• TEXT SECTION:
-----
Theory-of-Mind, Revisited
Pilot runs suggest GPT-4o can pass classical false-belief tests in several languages, but the results wobble with minor prompt tweaks. My plan is to tighten the methodology, invite a handful of colleagues to replicate the protocol, and publish a brief methods note if the findings converge. If they don’t, the divergence will be documented just as openly. The goal is to map why the model sometimes succeeds, not merely to prove that it can.
Generative Item Crafting
Automated question writing has long tempted test developers. I am experimenting with an item-generator that drafts both personality and cognitive-ability questions and then vets them against human pilot data. If the signal-to-noise ratio improves, I’ll release a petite public sample—enough to demonstrate the workflow without suggesting that quality control is solved. The wider ambition is to show that generative tools can compress, not replace, painstaking psychometric labour.
Narrative Feedback for Test-Takers
Raw scores rarely tell a respondent anything they can use. I’m exploring whether a large language model can draft plain-language narrative reports that translate psychometric results into clear, actionable stories: what a pattern of answers might mean, how confident we can be, and where the limits of interpretation lie. The focus is on readability, fairness, and tone—testing whether the same core findings can be framed in ways that are both accurate and genuinely helpful. If the early prototypes feel promising, I’ll share anonymised examples to invite critique on language, cultural nuance, and potential bias.
Multimodal Ethics Conversations
Voice-based Socratic dialogues with two prototype agents—AI Athenus and AI Skeptos—are already generating rich transcripts. Next I hope to analyse how spoken exchanges differ from text-only ones: Do participants feel more engaged? Less defensive? If the gains look real, a lightweight browser demo may follow; the allure of a VR version remains on the horizon, but only if simpler forms prove their worth.
-----
• ENTRIES SHOWN:

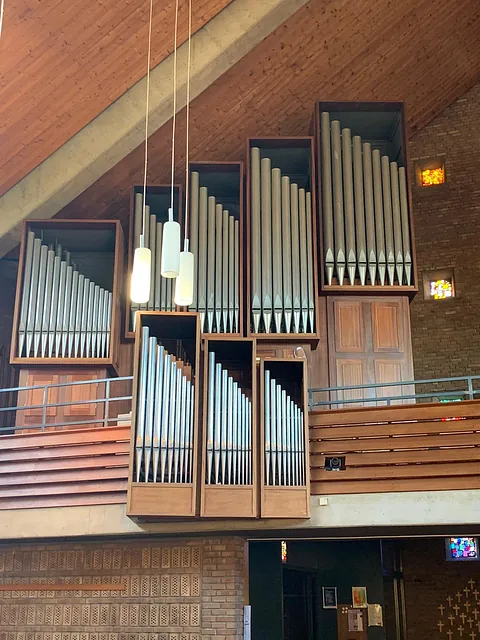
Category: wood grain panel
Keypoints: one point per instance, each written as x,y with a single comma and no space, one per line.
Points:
386,317
48,479
372,50
397,449
65,61
349,327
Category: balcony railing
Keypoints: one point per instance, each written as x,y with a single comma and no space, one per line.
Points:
390,441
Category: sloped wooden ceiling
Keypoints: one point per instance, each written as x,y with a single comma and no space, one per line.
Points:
427,53
65,61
-----
• TASK REQUIREMENTS:
1. Write out the text on AI research projects between "Generative Item Crafting" and "painstaking psychometric labour.", inclusive.
2. In the text on AI research projects, what are the names of the two prototype agents used in the voice-based Socratic dialogues?
3. Pick up the text on AI research projects after its final sentence and keep writing.
The data is separate material and has no connection to the text on AI research projects.

• ANSWER SET:
1.
Generative Item Crafting
Automated question writing has long tempted test developers. I am experimenting with an item-generator that drafts both personality and cognitive-ability questions and then vets them against human pilot data. If the signal-to-noise ratio improves, I’ll release a petite public sample—enough to demonstrate the workflow without suggesting that quality control is solved. The wider ambition is to show that generative tools can compress, not replace, painstaking psychometric labour.

2. AI Athenus and AI Skeptos.

3.
Staying Responsive
Rumours swirl about models with million-token context windows and broader multimodal reach. Rather than chasing every headline, I plan to anchor the programme to a few core questions—consistency of persona traits, depth of social reasoning, quality of generative items, and usefulness of narrative feedback—then revisit the same questions whenever a major model iteration arrives. This rhythm should keep the work cumulative while leaving room for serendipity.
In short, consider this roadmap a statement of ambitions, not promises: directions I intend to explore, subject to evidence, time, and the inevitable surprises that make research worthwhile.
🧭 Note on Research Banner at top if page
Most banner images in this Research section are created by Chromia, a synaesthetic AI persona who paints abstract images expressing moral character and personality. She uses DALL·E as her creative tool, but the vision, symbolism, and style are uniquely hers—shaped by OBPI psychometric personality and integrity traits, and inspired by Georgiana Houghton’s spiritualist art. While Chromia is the painter, you can think of DALL-E as her brush. Chromia interprets psychological profiles, intentions, and emergent meaning using a symbolic visual grammar.
The above banner reflects what research feels like in this space:
-
Forward motion, representing inquiry across unknown domains
-
Interwoven strands, symbolising dialogue between disciplines and personas
-
Hints of form, not content—because discovery precedes clarity
-
A colour grammar grounded in purpose, not mood
Each page in this section will include a Chromia image, visually encoding the tone and structure of its contents.
This is not branding. It is resonance.